READING PASSAGE:
((

Life and Work of Paulo Freire
Freire was a twentieth century educator, writer, philosopher, public intellectual and political activist. He was a legend in his own lifetime and today is one of the most widely known educational theorists. His contributions to PAR can be better understood if they are related to his educational ideas and projects, and these, in turn, cannot be isolated from his personal biography and from the geographical and historical contexts in which he lived. The fact that he was born and raised in one of the poorest and most unequal regions of the world, and that his family experienced economic hardship during his childhood, helps to explain his sensitivity to issues of social inequality and his orientation towards social justice. Likewise, the different religious orientations espoused by his parents and his exposure to the liberation theology movement during his youth helps to explain his emphasis on diversity and his commitment to social equality and the emancipation of the poor. Moreover, the social movements of the 1960s and 1970s in Latin America and elsewhere explain his emphasis on grass-roots participatory development and on social transformation.

))

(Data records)

((

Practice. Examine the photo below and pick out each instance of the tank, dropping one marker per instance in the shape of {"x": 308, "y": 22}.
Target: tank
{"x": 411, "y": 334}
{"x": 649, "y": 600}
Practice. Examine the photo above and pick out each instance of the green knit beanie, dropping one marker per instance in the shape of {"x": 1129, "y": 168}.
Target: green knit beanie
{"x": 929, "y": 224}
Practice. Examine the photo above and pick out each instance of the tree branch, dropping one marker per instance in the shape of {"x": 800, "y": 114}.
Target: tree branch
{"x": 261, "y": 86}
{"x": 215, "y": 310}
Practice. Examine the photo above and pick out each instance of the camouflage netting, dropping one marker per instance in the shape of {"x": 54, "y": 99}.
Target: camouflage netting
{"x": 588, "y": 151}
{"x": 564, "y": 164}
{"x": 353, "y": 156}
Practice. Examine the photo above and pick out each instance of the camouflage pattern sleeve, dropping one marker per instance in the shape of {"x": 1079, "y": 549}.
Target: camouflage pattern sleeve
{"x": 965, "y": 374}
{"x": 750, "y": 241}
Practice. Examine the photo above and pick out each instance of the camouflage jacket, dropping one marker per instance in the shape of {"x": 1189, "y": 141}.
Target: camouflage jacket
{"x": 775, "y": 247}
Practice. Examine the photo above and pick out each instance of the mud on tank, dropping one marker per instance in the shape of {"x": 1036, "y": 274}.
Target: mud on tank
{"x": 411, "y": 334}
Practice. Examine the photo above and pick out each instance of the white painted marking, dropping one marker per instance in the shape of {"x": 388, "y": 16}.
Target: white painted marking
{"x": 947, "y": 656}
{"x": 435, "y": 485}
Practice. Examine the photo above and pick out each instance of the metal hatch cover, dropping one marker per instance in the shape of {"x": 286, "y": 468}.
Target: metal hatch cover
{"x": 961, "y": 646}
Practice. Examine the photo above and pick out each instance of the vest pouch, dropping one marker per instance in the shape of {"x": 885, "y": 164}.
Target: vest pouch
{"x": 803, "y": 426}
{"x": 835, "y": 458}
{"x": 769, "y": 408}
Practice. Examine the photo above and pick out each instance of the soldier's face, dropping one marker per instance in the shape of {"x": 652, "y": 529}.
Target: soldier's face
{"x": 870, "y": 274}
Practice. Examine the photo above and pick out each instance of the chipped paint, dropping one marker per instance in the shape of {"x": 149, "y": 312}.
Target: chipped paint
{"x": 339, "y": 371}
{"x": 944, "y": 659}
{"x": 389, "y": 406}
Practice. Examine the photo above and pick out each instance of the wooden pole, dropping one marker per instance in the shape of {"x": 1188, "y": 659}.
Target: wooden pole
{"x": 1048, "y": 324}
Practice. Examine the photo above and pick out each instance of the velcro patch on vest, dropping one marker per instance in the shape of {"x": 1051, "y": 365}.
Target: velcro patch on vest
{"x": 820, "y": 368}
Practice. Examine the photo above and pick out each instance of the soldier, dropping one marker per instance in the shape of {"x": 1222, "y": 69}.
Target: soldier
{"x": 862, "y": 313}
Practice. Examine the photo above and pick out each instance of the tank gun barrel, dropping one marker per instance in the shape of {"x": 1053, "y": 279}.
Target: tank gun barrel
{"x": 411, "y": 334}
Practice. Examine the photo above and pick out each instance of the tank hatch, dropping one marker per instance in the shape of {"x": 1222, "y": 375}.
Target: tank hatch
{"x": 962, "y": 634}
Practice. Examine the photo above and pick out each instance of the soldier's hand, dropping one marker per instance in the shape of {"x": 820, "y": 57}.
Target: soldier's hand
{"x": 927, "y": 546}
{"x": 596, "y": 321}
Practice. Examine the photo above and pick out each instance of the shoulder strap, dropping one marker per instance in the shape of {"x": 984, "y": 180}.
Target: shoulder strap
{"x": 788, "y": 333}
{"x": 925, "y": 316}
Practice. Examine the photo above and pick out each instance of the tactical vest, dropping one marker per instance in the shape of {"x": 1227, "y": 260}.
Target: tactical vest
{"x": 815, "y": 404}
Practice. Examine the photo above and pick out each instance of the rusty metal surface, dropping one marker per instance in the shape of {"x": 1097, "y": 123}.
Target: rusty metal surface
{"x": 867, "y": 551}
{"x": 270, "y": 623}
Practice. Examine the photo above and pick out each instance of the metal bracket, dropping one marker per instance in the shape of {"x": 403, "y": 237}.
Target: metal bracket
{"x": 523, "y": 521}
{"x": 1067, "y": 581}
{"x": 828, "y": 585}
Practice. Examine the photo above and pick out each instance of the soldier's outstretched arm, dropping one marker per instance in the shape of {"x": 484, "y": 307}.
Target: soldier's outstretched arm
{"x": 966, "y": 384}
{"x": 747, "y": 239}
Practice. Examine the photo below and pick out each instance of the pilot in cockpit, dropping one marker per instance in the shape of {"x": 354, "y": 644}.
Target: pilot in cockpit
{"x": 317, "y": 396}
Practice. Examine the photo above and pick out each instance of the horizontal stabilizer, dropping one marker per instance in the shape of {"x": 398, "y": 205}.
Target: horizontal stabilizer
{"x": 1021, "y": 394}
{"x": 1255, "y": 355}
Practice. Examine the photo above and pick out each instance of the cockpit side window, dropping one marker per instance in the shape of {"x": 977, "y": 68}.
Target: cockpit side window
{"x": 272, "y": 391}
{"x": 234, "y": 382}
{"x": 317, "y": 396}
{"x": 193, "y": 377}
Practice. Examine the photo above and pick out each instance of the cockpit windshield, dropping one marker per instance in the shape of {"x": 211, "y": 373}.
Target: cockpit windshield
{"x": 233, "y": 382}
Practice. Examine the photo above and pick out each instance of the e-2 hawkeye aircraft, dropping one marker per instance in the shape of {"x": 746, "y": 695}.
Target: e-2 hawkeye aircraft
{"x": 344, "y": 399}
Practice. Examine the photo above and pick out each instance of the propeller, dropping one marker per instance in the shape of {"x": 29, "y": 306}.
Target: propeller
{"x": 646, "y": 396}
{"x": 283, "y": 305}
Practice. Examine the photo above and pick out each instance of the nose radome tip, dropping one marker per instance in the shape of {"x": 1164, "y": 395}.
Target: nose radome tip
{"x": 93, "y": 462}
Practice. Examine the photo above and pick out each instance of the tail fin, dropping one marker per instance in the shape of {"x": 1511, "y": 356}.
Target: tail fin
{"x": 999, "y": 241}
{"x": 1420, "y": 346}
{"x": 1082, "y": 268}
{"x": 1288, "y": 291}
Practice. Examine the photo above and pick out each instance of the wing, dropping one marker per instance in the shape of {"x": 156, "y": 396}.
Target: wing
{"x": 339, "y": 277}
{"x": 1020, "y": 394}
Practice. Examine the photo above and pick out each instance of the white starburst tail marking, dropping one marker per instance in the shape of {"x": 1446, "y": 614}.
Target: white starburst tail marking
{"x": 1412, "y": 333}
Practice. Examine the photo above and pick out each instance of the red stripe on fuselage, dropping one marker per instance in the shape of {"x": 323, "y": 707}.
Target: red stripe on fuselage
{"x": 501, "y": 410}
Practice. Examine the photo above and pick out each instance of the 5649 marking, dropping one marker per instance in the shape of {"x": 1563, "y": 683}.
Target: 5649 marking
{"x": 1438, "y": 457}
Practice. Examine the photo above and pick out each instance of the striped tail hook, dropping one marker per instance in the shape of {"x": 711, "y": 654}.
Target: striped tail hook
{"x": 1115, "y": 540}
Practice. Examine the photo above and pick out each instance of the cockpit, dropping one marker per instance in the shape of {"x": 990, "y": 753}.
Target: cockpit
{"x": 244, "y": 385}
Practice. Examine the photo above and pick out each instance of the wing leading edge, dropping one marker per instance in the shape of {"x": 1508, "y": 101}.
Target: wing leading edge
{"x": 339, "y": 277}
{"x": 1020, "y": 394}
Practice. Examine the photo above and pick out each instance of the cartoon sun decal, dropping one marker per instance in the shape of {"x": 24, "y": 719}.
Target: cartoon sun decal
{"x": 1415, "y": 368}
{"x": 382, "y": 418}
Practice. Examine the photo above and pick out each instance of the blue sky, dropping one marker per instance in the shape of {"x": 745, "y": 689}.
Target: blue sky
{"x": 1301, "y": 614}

))

REQUIRED TASK A: Pull out every line of the records that contains the word "cockpit".
REQUIRED TASK B: Pick up the passage about Paulo Freire's life and work after its last sentence and keep writing it.

TASK ANSWER A:
Practice. Examine the photo below and pick out each instance of the pilot in cockpit, dropping one marker per instance in the shape of {"x": 354, "y": 644}.
Target: pilot in cockpit
Practice. Examine the photo above and pick out each instance of the cockpit side window, dropping one marker per instance in the shape of {"x": 977, "y": 68}.
Target: cockpit side window
Practice. Examine the photo above and pick out each instance of the cockpit windshield, dropping one marker per instance in the shape of {"x": 211, "y": 373}.
Target: cockpit windshield
Practice. Examine the photo above and pick out each instance of the cockpit, dropping one marker per instance in the shape of {"x": 990, "y": 753}.
Target: cockpit

TASK ANSWER B:
Freire was born in 1921 in northeast Brazil, the youngest of four children, to a church-oriented Catholic mother and a Spiritist father. From early childhood, he adopted his mother's religion. His father, a police officer, respected that decision and even attended his First Communion ceremony. In examining his past, Freire said that with this and other similar gestures, his father taught him the importance of respecting the ideas of others even if he did not agree with them. Through conversations with his father, the young Paulo was introduced for the first time to information about the social injustices and political struggles in Brazil. He learned from his parents to read and write at a very early age. They taught him literacy skills as a game, having him write his own words on the earth with a stick. Interestingly, years later, Freire became famous for developing a literacy method that started with the reality and the vocabulary of learners and not with words chosen by curriculum developers. During his adolescence, in the context of the economic crisis of the 1930s, Freire's family struggled to make ends meet. The experience of living in poverty among poor rural families helped young Paulo become more aware of the social world around him and develop a sense of respect for and solidarity with all human beings, regardless of their background.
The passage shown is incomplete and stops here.